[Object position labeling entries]
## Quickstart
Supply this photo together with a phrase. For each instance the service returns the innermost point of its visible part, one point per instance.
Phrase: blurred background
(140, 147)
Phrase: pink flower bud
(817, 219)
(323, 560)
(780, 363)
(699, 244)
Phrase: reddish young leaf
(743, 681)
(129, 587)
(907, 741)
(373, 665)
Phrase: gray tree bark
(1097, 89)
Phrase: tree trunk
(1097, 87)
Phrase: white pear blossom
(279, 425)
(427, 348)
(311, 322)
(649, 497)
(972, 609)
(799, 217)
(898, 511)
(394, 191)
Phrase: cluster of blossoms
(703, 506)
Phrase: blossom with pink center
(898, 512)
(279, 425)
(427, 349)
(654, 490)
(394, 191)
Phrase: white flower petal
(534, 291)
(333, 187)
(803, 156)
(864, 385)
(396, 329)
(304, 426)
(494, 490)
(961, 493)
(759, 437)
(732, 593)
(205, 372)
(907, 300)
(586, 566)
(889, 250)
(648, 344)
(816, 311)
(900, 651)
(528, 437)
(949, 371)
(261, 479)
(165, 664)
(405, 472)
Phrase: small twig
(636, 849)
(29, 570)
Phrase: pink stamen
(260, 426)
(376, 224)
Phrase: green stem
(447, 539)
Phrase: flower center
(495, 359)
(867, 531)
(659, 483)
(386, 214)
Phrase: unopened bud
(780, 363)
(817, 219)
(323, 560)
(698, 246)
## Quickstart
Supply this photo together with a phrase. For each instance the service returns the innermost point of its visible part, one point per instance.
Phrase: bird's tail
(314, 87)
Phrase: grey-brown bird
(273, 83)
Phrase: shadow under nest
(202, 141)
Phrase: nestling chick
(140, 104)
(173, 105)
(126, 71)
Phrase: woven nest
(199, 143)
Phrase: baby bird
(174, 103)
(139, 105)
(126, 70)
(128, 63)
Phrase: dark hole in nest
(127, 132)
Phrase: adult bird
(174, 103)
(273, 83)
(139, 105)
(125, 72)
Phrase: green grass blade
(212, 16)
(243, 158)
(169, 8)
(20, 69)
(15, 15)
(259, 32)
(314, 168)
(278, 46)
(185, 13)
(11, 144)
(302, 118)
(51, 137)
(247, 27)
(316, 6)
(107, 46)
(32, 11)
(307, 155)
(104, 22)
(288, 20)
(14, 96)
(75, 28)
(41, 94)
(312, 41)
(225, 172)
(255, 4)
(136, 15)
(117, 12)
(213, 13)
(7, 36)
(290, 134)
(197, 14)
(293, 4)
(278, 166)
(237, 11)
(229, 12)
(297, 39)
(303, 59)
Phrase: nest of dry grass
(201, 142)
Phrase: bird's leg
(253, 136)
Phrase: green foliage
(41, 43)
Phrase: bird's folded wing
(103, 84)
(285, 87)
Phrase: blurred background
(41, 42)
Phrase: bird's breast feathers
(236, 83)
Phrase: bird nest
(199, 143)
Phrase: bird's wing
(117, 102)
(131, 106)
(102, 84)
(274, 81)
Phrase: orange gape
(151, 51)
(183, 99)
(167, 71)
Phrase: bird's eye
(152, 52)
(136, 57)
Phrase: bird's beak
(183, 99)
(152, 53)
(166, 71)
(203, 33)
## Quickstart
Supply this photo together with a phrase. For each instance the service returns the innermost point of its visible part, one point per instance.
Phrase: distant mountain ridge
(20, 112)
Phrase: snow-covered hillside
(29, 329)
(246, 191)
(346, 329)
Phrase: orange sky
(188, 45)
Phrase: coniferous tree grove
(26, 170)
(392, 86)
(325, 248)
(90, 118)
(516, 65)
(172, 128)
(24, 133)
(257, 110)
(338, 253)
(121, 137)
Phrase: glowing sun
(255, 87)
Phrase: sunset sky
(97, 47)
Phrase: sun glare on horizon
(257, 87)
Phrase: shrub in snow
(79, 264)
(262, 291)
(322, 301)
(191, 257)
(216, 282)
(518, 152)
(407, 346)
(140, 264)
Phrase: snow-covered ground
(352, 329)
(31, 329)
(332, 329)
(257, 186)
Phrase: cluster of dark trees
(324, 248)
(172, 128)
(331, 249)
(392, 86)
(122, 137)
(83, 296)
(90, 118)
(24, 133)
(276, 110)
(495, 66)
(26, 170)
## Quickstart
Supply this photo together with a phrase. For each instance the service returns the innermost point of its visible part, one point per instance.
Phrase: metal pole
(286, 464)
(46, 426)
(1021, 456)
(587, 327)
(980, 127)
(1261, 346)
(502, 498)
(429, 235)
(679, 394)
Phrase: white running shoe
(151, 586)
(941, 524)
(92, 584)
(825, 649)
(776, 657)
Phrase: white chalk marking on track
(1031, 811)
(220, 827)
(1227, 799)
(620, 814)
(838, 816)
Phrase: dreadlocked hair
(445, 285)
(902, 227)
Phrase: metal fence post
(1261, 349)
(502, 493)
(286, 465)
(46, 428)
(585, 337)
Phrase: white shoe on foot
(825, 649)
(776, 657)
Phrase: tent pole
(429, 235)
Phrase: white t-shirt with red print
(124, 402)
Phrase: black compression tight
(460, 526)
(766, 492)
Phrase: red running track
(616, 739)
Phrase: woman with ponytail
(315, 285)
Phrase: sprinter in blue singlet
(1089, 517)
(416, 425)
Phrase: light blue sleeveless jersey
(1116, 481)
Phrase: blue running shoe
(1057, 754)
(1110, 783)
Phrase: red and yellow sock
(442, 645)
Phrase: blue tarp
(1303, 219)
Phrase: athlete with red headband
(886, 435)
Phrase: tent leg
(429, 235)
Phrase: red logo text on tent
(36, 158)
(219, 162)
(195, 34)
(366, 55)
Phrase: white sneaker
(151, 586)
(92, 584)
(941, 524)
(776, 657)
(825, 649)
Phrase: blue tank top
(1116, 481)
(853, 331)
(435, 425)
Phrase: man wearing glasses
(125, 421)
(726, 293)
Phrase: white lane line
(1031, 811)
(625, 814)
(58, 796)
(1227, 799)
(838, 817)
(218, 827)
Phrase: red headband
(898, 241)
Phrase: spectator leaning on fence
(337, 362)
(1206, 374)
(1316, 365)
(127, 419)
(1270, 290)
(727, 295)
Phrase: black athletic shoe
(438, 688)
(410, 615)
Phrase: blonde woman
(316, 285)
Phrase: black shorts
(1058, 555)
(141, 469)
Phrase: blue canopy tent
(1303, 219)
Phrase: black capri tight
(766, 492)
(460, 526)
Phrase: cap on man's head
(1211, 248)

- _WORK TO COMPLETE_: Output every record above exactly as it appears.

- _SOLUTION_:
## Quickstart
Supply this photo together with a phrase. For each instance the service returns the innermost point of its visible part, one point per instance.
Phrase: blurred background
(140, 147)
Phrase: pink flower bud
(817, 219)
(323, 560)
(780, 363)
(699, 244)
Phrase: reddish young leaf
(743, 681)
(129, 587)
(907, 741)
(373, 665)
Phrase: gray tree bark
(1097, 89)
Phrase: tree trunk
(1097, 87)
Phrase: white pear blossom
(279, 425)
(427, 348)
(311, 322)
(649, 497)
(972, 609)
(799, 217)
(898, 511)
(394, 191)
Phrase: cluster of blossoms
(703, 506)
Phrase: blossom with pink center
(898, 512)
(279, 425)
(427, 349)
(654, 490)
(394, 191)
Phrase: white flower petal
(534, 291)
(333, 187)
(803, 156)
(864, 385)
(396, 329)
(304, 426)
(494, 490)
(961, 493)
(759, 437)
(732, 593)
(205, 372)
(907, 300)
(586, 566)
(889, 250)
(648, 344)
(816, 311)
(900, 651)
(528, 437)
(949, 371)
(261, 479)
(165, 664)
(405, 472)
Phrase: small twig
(636, 849)
(29, 570)
Phrase: pink stamen
(260, 426)
(376, 224)
Phrase: green stem
(447, 539)
Phrase: flower center
(495, 359)
(867, 531)
(659, 483)
(386, 214)
Phrase: unopened bud
(780, 363)
(817, 219)
(323, 560)
(698, 246)
## Quickstart
Supply this photo together with a phrase. For each instance the service returns the innermost point of its visible part, one point per instance.
Phrase: bird's tail
(314, 87)
Phrase: grey-brown bird
(273, 83)
Phrase: shadow under nest
(202, 141)
Phrase: nestling chick
(140, 104)
(173, 105)
(126, 71)
Phrase: woven nest
(199, 143)
Phrase: baby bird
(174, 103)
(139, 105)
(126, 70)
(128, 63)
Phrase: dark hole in nest
(127, 132)
Phrase: adult bird
(174, 103)
(273, 83)
(139, 105)
(125, 72)
Phrase: green grass blade
(212, 16)
(243, 158)
(169, 8)
(20, 69)
(15, 15)
(259, 32)
(314, 168)
(278, 46)
(185, 13)
(11, 144)
(302, 118)
(51, 137)
(247, 27)
(316, 6)
(107, 46)
(32, 11)
(307, 155)
(104, 22)
(288, 20)
(14, 96)
(75, 28)
(41, 94)
(312, 41)
(225, 172)
(255, 4)
(136, 15)
(117, 12)
(213, 13)
(7, 36)
(290, 134)
(197, 14)
(293, 4)
(278, 166)
(237, 11)
(229, 12)
(297, 39)
(303, 59)
Phrase: nest of dry grass
(201, 142)
Phrase: bird's leg
(253, 136)
Phrase: green foliage
(41, 43)
Phrase: bird's folded wing
(103, 84)
(285, 87)
Phrase: blurred background
(41, 42)
Phrase: bird's breast feathers
(236, 83)
Phrase: bird nest
(199, 143)
Phrase: bird's wing
(117, 102)
(131, 106)
(102, 84)
(274, 81)
Phrase: orange gape
(151, 51)
(183, 99)
(167, 71)
Phrase: bird's eye
(152, 52)
(136, 57)
Phrase: bird's beak
(183, 99)
(152, 53)
(166, 71)
(203, 33)
## Quickstart
Supply this photo together with a phrase. For each instance the service returns the innermost point of its visible part, one point per instance.
Phrase: distant mountain ridge
(20, 112)
Phrase: snow-covered hillside
(29, 329)
(246, 191)
(346, 329)
Phrase: orange sky
(188, 45)
Phrase: coniferous tree grove
(26, 170)
(392, 86)
(325, 248)
(90, 118)
(516, 65)
(172, 128)
(24, 133)
(257, 110)
(338, 253)
(121, 137)
Phrase: glowing sun
(255, 87)
Phrase: sunset sky
(97, 47)
Phrase: sun glare on horizon
(257, 87)
Phrase: shrub in snow
(79, 264)
(262, 291)
(322, 301)
(191, 257)
(216, 282)
(518, 152)
(407, 346)
(140, 264)
Phrase: snow-covered ground
(352, 329)
(31, 329)
(332, 329)
(257, 186)
Phrase: cluster of dark trees
(324, 248)
(172, 128)
(331, 249)
(392, 86)
(122, 137)
(83, 296)
(90, 118)
(24, 133)
(276, 110)
(495, 66)
(26, 170)
## Quickstart
Supply this photo together with a phrase. For each instance the service returns the innermost point of its visible part, one point per instance.
Phrase: metal pole
(286, 464)
(46, 426)
(1021, 456)
(587, 327)
(980, 127)
(1261, 346)
(502, 498)
(429, 235)
(679, 394)
Phrase: white running shoe
(151, 586)
(941, 524)
(92, 584)
(825, 649)
(776, 657)
Phrase: white chalk marking on track
(1031, 811)
(220, 827)
(1227, 799)
(620, 814)
(838, 816)
Phrase: dreadlocked hair
(445, 285)
(902, 227)
Phrase: metal fence post
(1261, 349)
(502, 493)
(286, 465)
(46, 428)
(585, 337)
Phrase: white shoe on foot
(825, 649)
(776, 657)
Phrase: tent pole
(429, 235)
Phrase: white t-shirt with red print
(124, 402)
Phrase: black compression tight
(460, 526)
(766, 492)
Phrase: red running track
(616, 739)
Phrase: woman with ponytail
(315, 285)
Phrase: sprinter in blue singlet
(1089, 517)
(416, 425)
Phrase: light blue sleeveless jersey
(1116, 481)
Phrase: blue running shoe
(1057, 754)
(1110, 783)
Phrase: red and yellow sock
(442, 645)
Phrase: blue tarp
(1303, 219)
Phrase: athlete with red headband
(886, 435)
Phrase: tent leg
(429, 235)
Phrase: red logo text on tent
(36, 158)
(219, 162)
(195, 34)
(366, 55)
Phrase: white sneaker
(151, 586)
(92, 584)
(941, 524)
(776, 657)
(825, 649)
Phrase: blue tank top
(1116, 481)
(853, 331)
(435, 425)
Phrase: man wearing glasses
(125, 421)
(726, 293)
Phrase: white lane line
(1031, 811)
(625, 814)
(58, 796)
(1227, 799)
(838, 817)
(218, 827)
Phrase: red headband
(898, 241)
Phrase: spectator leaning on fence
(337, 362)
(1206, 374)
(1316, 365)
(127, 419)
(1270, 290)
(727, 295)
Phrase: black athletic shoe
(438, 688)
(410, 615)
Phrase: blonde woman
(316, 285)
Phrase: black shorts
(1058, 555)
(141, 469)
Phrase: blue canopy tent
(1303, 219)
Phrase: black capri tight
(766, 492)
(460, 526)
Phrase: cap on man's head
(1211, 248)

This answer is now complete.